さて、ネットリサーチを実施する場合、ネットリサーチ会社に依頼するケースが多いと思います。そこで、依頼するネットリサーチ会社を選定する場合の注意点や、収集した調査データを解釈する場合に注意すべきポイントを解説していきたいと思います。
リサーチ会社の選定ポイント
まず、ネットリサーチ会社選定のポイントとしては、以下の3点があげられます。
(1)モニターの管理方法はしっかりしているか?
ネットリサーチ会社のほとんどは、独自に調査モニターを抱えています。登録モニターを使う場合において最低限チェックしておきたい項目としては、「登録属性に著しく偏りがないか」「最低年に一度程度は登録情報の更新が行われているか」「モニターの募集方法は調査目的から考えて問題はないか」等です。モニターに関する公開資料を基に判断するようにしましょう。
(2)ネット技術に精通しているか?

課題:
上に示したネットリサーチ会社の選び方についての文章を、最後の見出しの後から書き進めよ。

データ抜粋:
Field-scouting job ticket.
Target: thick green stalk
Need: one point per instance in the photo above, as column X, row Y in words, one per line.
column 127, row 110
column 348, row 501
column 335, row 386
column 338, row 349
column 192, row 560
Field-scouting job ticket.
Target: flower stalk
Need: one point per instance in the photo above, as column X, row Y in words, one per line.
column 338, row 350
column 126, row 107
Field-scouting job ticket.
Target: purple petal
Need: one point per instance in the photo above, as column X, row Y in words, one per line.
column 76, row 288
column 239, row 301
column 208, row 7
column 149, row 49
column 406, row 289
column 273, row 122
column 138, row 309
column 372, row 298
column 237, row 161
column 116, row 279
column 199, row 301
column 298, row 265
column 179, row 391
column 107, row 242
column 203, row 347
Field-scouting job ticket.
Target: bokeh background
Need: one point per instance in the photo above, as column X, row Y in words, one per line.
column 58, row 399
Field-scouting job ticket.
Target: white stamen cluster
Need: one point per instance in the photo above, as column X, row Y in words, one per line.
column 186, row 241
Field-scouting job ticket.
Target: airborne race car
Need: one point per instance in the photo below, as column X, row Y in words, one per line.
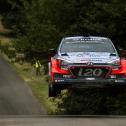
column 84, row 62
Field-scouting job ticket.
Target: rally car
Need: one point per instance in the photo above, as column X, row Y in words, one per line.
column 83, row 62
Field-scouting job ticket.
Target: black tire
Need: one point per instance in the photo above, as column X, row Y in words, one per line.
column 53, row 90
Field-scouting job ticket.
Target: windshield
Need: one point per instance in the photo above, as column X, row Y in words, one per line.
column 82, row 45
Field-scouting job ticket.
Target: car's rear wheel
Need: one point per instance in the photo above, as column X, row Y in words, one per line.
column 53, row 90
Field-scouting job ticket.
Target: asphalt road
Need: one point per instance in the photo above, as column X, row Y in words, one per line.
column 16, row 97
column 63, row 121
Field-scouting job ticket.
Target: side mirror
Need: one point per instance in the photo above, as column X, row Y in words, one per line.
column 52, row 52
column 122, row 52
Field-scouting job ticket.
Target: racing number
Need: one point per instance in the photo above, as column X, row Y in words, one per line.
column 90, row 72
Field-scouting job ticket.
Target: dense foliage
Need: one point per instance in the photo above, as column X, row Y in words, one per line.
column 40, row 24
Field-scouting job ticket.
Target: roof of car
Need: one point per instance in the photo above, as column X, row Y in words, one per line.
column 89, row 37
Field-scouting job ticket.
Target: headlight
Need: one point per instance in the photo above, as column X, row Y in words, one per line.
column 115, row 62
column 64, row 65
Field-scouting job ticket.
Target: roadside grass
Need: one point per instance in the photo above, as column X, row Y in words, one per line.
column 38, row 85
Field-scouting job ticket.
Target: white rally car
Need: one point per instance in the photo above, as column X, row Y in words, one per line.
column 83, row 62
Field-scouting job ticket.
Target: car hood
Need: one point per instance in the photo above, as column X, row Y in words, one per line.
column 84, row 57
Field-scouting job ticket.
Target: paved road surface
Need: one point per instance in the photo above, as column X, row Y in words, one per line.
column 63, row 122
column 15, row 96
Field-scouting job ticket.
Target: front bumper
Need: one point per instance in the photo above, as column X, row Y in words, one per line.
column 89, row 82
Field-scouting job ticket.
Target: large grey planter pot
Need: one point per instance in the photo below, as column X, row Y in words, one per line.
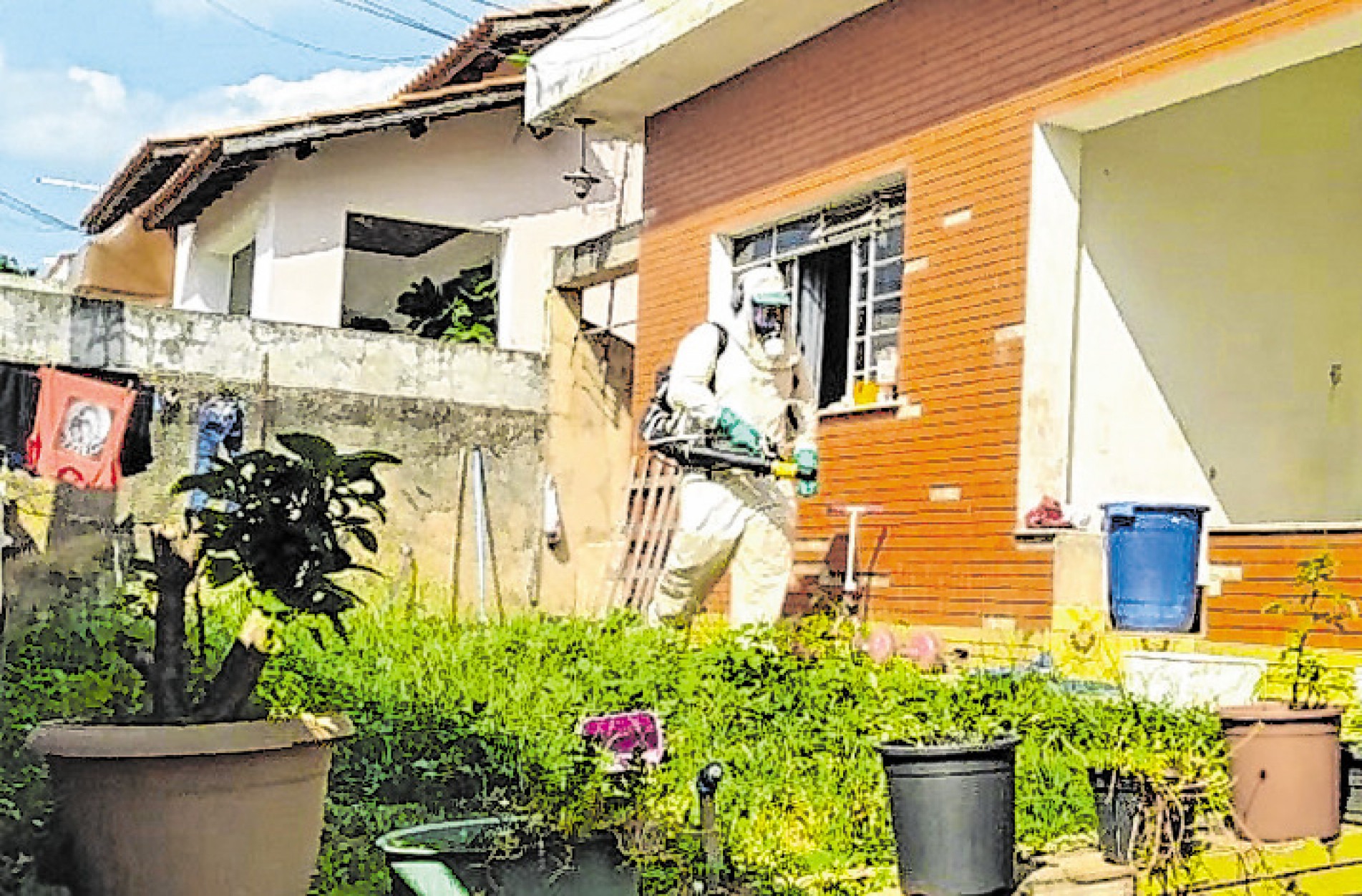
column 218, row 809
column 954, row 822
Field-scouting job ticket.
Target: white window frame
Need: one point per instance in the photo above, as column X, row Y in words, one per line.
column 860, row 223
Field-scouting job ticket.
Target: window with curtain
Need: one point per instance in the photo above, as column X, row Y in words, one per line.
column 845, row 268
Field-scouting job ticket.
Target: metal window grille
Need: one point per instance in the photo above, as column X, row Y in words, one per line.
column 873, row 226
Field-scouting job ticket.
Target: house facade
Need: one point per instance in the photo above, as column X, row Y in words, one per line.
column 1087, row 251
column 306, row 250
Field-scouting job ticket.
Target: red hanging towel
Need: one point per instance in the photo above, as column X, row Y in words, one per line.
column 78, row 429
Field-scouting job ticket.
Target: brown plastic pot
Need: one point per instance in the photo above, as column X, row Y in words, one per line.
column 1286, row 769
column 215, row 809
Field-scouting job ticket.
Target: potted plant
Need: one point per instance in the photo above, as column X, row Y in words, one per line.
column 1149, row 789
column 1285, row 756
column 951, row 769
column 200, row 798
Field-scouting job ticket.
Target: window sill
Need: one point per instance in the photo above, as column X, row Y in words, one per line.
column 900, row 407
column 1286, row 529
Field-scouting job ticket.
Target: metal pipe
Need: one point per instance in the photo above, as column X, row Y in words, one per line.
column 480, row 515
column 707, row 786
column 4, row 609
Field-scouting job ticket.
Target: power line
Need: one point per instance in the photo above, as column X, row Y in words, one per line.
column 286, row 39
column 436, row 4
column 495, row 6
column 33, row 211
column 378, row 10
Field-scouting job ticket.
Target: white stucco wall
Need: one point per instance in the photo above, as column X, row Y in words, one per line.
column 481, row 172
column 1217, row 286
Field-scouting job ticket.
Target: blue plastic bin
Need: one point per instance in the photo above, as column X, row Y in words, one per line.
column 1151, row 564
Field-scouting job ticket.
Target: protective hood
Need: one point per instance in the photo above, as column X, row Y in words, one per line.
column 766, row 324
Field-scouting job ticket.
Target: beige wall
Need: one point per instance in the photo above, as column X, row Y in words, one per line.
column 1218, row 283
column 588, row 452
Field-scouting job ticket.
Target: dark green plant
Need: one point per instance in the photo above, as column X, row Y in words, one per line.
column 281, row 523
column 1179, row 772
column 1318, row 605
column 11, row 266
column 462, row 309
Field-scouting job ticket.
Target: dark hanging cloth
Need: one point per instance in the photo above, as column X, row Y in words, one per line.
column 137, row 444
column 18, row 405
column 221, row 425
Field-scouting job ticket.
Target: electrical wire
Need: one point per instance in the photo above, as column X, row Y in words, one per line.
column 381, row 11
column 33, row 211
column 286, row 39
column 495, row 6
column 436, row 4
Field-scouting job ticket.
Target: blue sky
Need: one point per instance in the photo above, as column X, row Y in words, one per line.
column 84, row 82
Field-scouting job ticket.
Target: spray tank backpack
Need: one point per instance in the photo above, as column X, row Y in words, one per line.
column 662, row 424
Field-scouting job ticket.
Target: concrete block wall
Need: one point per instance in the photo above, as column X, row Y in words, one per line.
column 424, row 402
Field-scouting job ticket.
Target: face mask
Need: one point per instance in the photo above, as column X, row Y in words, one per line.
column 769, row 321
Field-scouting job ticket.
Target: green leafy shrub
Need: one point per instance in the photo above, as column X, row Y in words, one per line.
column 462, row 721
column 1301, row 674
column 69, row 662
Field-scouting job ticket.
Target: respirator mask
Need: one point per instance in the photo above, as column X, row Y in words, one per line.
column 769, row 323
column 769, row 304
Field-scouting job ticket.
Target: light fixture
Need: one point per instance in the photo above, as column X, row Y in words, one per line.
column 582, row 180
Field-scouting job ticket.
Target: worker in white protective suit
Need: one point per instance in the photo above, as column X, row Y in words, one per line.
column 749, row 387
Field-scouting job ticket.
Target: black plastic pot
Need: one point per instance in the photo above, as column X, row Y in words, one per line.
column 1353, row 784
column 1120, row 801
column 954, row 822
column 493, row 855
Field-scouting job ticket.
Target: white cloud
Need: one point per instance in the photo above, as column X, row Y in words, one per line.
column 92, row 119
column 266, row 97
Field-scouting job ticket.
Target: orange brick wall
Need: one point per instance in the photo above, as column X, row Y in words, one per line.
column 947, row 93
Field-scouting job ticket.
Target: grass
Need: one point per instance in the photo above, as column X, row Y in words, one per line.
column 459, row 721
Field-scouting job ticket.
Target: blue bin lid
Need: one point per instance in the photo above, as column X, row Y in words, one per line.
column 1132, row 508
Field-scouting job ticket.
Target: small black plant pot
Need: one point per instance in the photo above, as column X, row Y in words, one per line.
column 1140, row 822
column 1353, row 784
column 495, row 855
column 1120, row 799
column 953, row 809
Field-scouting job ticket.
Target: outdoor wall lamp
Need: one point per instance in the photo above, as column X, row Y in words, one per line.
column 582, row 180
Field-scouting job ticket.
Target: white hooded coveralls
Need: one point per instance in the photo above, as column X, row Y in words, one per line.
column 733, row 519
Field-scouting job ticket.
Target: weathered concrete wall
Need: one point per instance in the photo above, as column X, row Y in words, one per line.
column 44, row 327
column 590, row 436
column 424, row 402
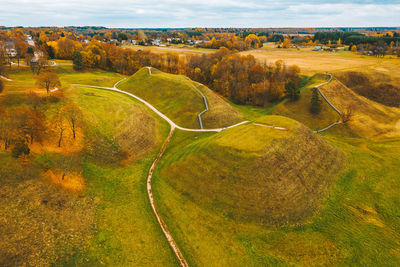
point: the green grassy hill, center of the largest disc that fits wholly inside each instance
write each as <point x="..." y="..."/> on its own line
<point x="214" y="195"/>
<point x="255" y="173"/>
<point x="177" y="97"/>
<point x="300" y="109"/>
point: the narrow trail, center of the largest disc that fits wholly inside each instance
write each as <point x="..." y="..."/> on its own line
<point x="173" y="126"/>
<point x="5" y="78"/>
<point x="271" y="126"/>
<point x="162" y="224"/>
<point x="201" y="94"/>
<point x="329" y="103"/>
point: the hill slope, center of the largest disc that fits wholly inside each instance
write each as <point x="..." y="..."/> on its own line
<point x="177" y="97"/>
<point x="256" y="173"/>
<point x="300" y="109"/>
<point x="370" y="119"/>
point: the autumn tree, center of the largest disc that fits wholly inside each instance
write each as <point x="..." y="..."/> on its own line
<point x="73" y="114"/>
<point x="347" y="114"/>
<point x="68" y="164"/>
<point x="286" y="43"/>
<point x="59" y="123"/>
<point x="77" y="61"/>
<point x="292" y="91"/>
<point x="48" y="80"/>
<point x="35" y="126"/>
<point x="20" y="147"/>
<point x="8" y="128"/>
<point x="315" y="107"/>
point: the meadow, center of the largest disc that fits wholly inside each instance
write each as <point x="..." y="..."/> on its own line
<point x="107" y="219"/>
<point x="247" y="196"/>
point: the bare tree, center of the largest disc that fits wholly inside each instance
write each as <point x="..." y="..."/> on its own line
<point x="347" y="114"/>
<point x="59" y="124"/>
<point x="73" y="115"/>
<point x="48" y="80"/>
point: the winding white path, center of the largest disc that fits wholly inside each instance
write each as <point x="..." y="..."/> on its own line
<point x="329" y="103"/>
<point x="173" y="126"/>
<point x="5" y="78"/>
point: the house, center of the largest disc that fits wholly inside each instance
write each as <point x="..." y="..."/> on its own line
<point x="156" y="42"/>
<point x="10" y="49"/>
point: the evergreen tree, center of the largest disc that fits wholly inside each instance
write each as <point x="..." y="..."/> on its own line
<point x="315" y="107"/>
<point x="292" y="91"/>
<point x="77" y="60"/>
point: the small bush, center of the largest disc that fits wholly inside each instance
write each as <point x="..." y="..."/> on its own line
<point x="20" y="148"/>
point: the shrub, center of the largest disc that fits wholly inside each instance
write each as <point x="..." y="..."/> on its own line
<point x="20" y="148"/>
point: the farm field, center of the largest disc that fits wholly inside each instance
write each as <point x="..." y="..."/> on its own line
<point x="311" y="62"/>
<point x="268" y="192"/>
<point x="177" y="49"/>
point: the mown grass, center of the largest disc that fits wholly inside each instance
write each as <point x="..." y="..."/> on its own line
<point x="358" y="224"/>
<point x="176" y="96"/>
<point x="125" y="230"/>
<point x="300" y="109"/>
<point x="217" y="194"/>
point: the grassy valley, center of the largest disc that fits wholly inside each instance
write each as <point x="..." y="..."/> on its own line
<point x="91" y="176"/>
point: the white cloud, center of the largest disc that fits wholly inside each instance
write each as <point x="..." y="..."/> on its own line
<point x="207" y="13"/>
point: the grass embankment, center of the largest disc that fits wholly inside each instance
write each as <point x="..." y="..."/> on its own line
<point x="214" y="188"/>
<point x="370" y="119"/>
<point x="358" y="222"/>
<point x="108" y="220"/>
<point x="176" y="96"/>
<point x="300" y="109"/>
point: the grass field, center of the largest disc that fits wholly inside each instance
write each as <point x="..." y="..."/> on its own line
<point x="247" y="196"/>
<point x="177" y="97"/>
<point x="300" y="109"/>
<point x="357" y="225"/>
<point x="109" y="219"/>
<point x="370" y="119"/>
<point x="181" y="49"/>
<point x="311" y="62"/>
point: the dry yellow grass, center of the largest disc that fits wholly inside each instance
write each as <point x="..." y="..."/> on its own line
<point x="312" y="62"/>
<point x="370" y="119"/>
<point x="72" y="181"/>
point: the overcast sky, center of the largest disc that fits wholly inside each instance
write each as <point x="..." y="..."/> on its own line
<point x="200" y="13"/>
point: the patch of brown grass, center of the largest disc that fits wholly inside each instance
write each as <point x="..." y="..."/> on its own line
<point x="40" y="222"/>
<point x="370" y="119"/>
<point x="378" y="88"/>
<point x="257" y="174"/>
<point x="72" y="181"/>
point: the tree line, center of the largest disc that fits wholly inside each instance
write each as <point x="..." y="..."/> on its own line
<point x="239" y="78"/>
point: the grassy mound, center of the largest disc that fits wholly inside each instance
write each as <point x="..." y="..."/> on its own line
<point x="178" y="98"/>
<point x="300" y="109"/>
<point x="375" y="87"/>
<point x="370" y="118"/>
<point x="254" y="173"/>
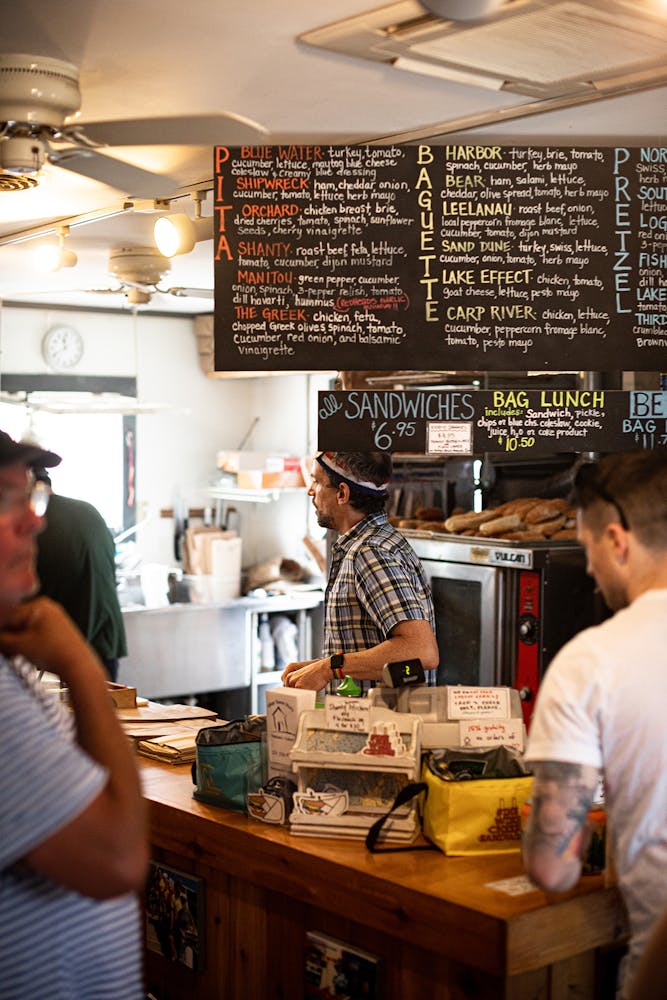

解答:
ネットリサーチは、大量のサンプル回収が必要な場合など、アクセスが集中し、回答に時間がかかったり、データの欠損などが起こる可能性があり、ある程度余裕のあるスペックのインフラ環境が用意されているか、システムの二重化対策が十分施されているかなど、システムの堅牢性についてのチェックが必要です。
また、調査データという非常に機密性の高い情報を扱うため、システムのセキュリティ面で十分な配慮がされているのかもポイントになります。
(3)リサーチの知識は十分あるか?
ネットリサーチは単なる手段ではありません。ネットリサーチを成功させるには、リサーチ会社からの調査目的やその背景を理解した上での提案が欠かせません。日本マーケティングリサーチ協会(http://www.jmra-net.or.jp)に加盟している企業かどうかは、一つの選定の材料になると思われます。
以上の点のバランスを考えて、適切な会社を選定しましょう。なお、料金については各社、オプション代等に差があるのでしっかり見積書をとって比較してみることも必要です。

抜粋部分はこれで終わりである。